[Stored data]
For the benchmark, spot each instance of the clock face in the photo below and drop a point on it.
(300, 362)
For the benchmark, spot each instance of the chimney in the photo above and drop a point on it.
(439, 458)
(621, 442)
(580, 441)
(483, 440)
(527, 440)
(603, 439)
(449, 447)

● Written problem
Convert every line of the records above into a Markdown table with the columns "Row" and "Line", leaving out any blank lines.

● Complete response
| Row | Line |
|---|---|
| 1 | For the benchmark, spot each instance of the clock face in the photo below and drop a point on it. |
| 2 | (300, 362) |
| 3 | For the benchmark, spot each instance of the chimney in the photo above and drop a point on it. |
| 4 | (439, 458) |
| 5 | (621, 442) |
| 6 | (580, 441) |
| 7 | (483, 440) |
| 8 | (527, 440) |
| 9 | (603, 439) |
| 10 | (449, 447) |